**Aufgabe**
Fasse den ausgewählten Auszug bitte in zwei Sätzen zusammen.

Neuheiten Bühne
DIE ENTFREMDETEN
| Stück Bes. variabel - Wechseldek. UA: 20.1.2023, Theater St. Gallen (Auftragswerk) |
Inhalt
Alles beginnt mit der Dekonstruktion eines Märchens: Grethel hat keine Lust auf den Ausgang der Geschichte, die ihren Namen im Titel trägt. Sie will raus, in ein neues Leben, zu einer neuen Familie. Zu Menschen, die ihrer Zukunft eine Chance geben, anstatt sie in einem dunklen Wald auszusetzen. Die Begegnung mit der Hexe überlässt sie ihrem Bruder Hänsel, macht sich auf den Weg und wird fündig. Grethel wächst behütet auf, studiert und gründet eine erfolgreiche Foundation, die sich für die Abholzung aller Wälder einsetzt, um an deren Stelle Parkplätze und Betonbauten zu errichten. Schliesslich soll nie wieder ein Kind in einem Wald ausgesetzt werden können.

**Datenteil**
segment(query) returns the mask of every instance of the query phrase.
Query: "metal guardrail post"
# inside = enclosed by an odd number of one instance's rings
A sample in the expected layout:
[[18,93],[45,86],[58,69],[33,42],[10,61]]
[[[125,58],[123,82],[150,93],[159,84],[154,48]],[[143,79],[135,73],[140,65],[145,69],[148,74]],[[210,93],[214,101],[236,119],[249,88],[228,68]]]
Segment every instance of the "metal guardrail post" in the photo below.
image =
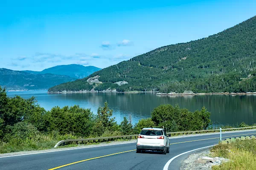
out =
[[221,128],[220,128],[220,141],[221,142]]
[[[226,130],[245,130],[246,129],[252,129],[252,128],[256,128],[256,126],[253,127],[245,127],[245,128],[228,128],[228,129],[221,129],[221,128],[220,128],[219,129],[213,129],[213,130],[196,130],[196,131],[183,131],[183,132],[168,132],[167,133],[167,134],[169,136],[176,136],[177,134],[178,135],[179,134],[197,134],[197,133],[207,133],[207,132],[214,132],[216,131],[218,131],[220,130],[220,140],[221,141],[222,141],[221,138],[221,133],[222,131],[226,131]],[[124,135],[124,136],[109,136],[109,137],[99,137],[99,138],[89,138],[89,139],[66,139],[63,140],[62,141],[59,141],[56,144],[55,146],[54,146],[54,148],[56,148],[60,145],[61,144],[64,145],[65,144],[67,144],[69,143],[69,142],[76,142],[76,143],[78,144],[78,142],[81,142],[82,143],[83,143],[84,142],[85,143],[87,143],[88,142],[90,142],[90,141],[93,142],[93,143],[94,142],[100,142],[101,141],[103,140],[103,141],[109,141],[112,140],[114,140],[115,139],[117,139],[119,138],[125,138],[125,139],[127,139],[127,138],[131,138],[131,139],[132,137],[134,137],[134,139],[137,139],[138,135]],[[252,137],[252,138],[255,138],[255,136]],[[255,139],[255,138],[254,138]],[[245,139],[245,137],[241,137],[241,140],[244,140]],[[230,142],[228,139],[227,139],[225,140],[227,142]],[[231,141],[231,140],[230,140]],[[231,141],[230,141],[231,142]]]

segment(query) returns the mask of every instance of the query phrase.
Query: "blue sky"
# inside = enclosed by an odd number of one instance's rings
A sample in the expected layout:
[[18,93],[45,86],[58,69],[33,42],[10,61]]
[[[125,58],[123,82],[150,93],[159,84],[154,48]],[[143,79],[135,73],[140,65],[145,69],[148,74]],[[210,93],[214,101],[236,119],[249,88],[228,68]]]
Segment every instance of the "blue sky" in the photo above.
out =
[[157,1],[1,0],[0,68],[104,68],[256,15],[255,0]]

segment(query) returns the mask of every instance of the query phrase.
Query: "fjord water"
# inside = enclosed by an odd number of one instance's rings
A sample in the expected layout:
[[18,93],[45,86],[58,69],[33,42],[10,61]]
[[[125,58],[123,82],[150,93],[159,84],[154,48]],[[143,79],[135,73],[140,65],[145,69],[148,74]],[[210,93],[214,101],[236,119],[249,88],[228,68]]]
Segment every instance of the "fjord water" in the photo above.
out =
[[47,91],[10,92],[25,98],[34,96],[38,103],[47,110],[54,106],[63,107],[75,105],[90,108],[95,113],[100,105],[107,101],[113,110],[118,123],[124,116],[132,116],[133,124],[142,118],[150,117],[154,108],[161,104],[178,104],[190,111],[200,110],[204,106],[211,112],[213,125],[236,125],[244,121],[249,125],[256,123],[256,95],[159,96],[152,93],[115,93],[48,94]]

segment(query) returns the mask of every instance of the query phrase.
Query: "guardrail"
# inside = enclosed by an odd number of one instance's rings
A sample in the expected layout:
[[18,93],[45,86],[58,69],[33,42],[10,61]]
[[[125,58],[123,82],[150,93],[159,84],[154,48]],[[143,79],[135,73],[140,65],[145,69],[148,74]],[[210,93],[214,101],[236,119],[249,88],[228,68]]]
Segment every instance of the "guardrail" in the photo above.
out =
[[[253,129],[256,128],[256,126],[253,126],[250,127],[245,127],[245,128],[231,128],[228,129],[223,129],[221,130],[222,131],[232,131],[239,130],[247,129]],[[167,133],[167,134],[169,136],[172,136],[177,135],[185,135],[189,134],[198,134],[198,133],[204,133],[209,132],[218,132],[220,131],[220,129],[212,129],[209,130],[196,130],[196,131],[182,131],[182,132],[168,132]],[[66,139],[63,140],[62,141],[59,141],[54,146],[54,148],[56,148],[60,145],[63,144],[63,145],[67,143],[71,143],[75,142],[76,144],[78,144],[79,142],[81,142],[81,144],[87,144],[88,142],[90,142],[91,141],[93,141],[93,142],[108,142],[111,140],[114,140],[118,139],[132,139],[133,137],[134,137],[134,139],[137,139],[137,137],[138,135],[123,135],[123,136],[110,136],[110,137],[102,137],[99,138],[88,138],[88,139]]]
[[226,139],[223,140],[221,141],[221,143],[222,144],[228,144],[231,142],[235,142],[236,140],[239,140],[243,141],[245,139],[256,139],[255,136],[241,136],[237,138],[227,138]]

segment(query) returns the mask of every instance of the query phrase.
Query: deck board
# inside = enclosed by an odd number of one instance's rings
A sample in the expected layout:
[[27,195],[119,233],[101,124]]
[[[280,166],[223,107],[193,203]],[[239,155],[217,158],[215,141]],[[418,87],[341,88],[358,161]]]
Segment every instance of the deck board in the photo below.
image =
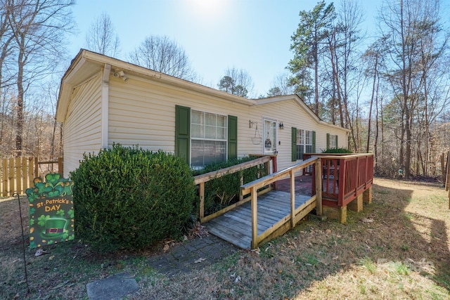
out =
[[[295,209],[310,196],[295,195]],[[258,235],[290,214],[290,194],[272,190],[258,197]],[[208,231],[243,249],[250,249],[252,240],[252,209],[249,201],[204,224]]]

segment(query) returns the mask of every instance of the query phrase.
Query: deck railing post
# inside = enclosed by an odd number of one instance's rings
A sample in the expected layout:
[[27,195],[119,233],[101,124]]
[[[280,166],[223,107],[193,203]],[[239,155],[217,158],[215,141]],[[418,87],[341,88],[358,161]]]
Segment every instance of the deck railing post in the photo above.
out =
[[252,187],[252,249],[258,247],[258,192]]
[[295,226],[295,172],[292,170],[290,175],[290,228]]
[[14,193],[14,159],[9,159],[9,195],[12,196]]
[[205,218],[205,183],[200,183],[200,221]]
[[316,179],[316,213],[322,215],[322,163],[320,158],[317,158],[315,164]]

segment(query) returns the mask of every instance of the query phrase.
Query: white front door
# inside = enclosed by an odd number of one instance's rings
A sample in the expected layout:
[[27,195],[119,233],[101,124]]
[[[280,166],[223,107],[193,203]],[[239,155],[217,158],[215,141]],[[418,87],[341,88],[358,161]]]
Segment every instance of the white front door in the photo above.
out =
[[264,154],[276,154],[276,121],[263,119],[262,148]]

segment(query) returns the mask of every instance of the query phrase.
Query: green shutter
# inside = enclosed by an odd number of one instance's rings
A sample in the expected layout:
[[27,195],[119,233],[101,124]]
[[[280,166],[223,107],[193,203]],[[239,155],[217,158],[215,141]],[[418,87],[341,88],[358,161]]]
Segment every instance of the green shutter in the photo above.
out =
[[330,149],[330,133],[326,133],[326,148]]
[[312,131],[312,152],[316,153],[316,131]]
[[175,105],[175,156],[189,164],[191,152],[191,108]]
[[292,161],[297,161],[297,128],[292,127]]
[[228,116],[228,159],[238,158],[238,117]]

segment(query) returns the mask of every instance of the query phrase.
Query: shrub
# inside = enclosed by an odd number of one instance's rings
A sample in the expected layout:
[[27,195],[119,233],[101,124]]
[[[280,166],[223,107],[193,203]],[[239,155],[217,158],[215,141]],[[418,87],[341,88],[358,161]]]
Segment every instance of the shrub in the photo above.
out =
[[322,153],[353,153],[347,148],[329,148],[322,150]]
[[84,158],[70,174],[77,239],[108,252],[141,249],[181,235],[196,200],[181,159],[119,144]]
[[[204,174],[248,162],[255,157],[243,157],[208,164],[201,170],[193,171],[194,175]],[[267,174],[264,167],[256,166],[236,173],[224,175],[207,182],[205,185],[205,212],[213,214],[230,204],[238,201],[240,193],[240,178],[248,183]]]

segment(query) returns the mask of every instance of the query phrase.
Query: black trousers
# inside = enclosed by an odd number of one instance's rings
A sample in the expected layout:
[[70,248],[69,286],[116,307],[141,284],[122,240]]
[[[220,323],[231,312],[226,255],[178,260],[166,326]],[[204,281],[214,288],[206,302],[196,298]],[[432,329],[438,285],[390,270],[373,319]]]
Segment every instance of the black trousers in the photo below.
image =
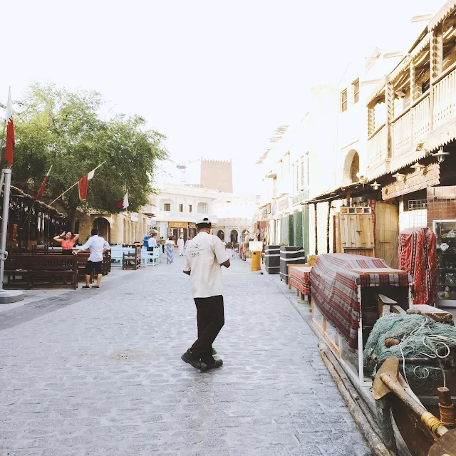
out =
[[195,298],[198,322],[198,338],[190,351],[203,363],[212,358],[212,343],[225,323],[223,296]]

**Lösung**
Das Stück „Die Entfremdeten“, am 20.1.2023 am Theater St. Gallen uraufgeführt, beginnt mit der Dekonstruktion eines Märchens: Grethel will dem Ausgang ihrer Geschichte entkommen, überlässt die Begegnung mit der Hexe ihrem Bruder Hänsel und findet eine neue Familie. Sie wächst behütet auf, studiert und gründet eine erfolgreiche Foundation, die sich für die Abholzung aller Wälder zugunsten von Parkplätzen und Betonbauten einsetzt, damit nie wieder ein Kind in einem Wald ausgesetzt werden kann.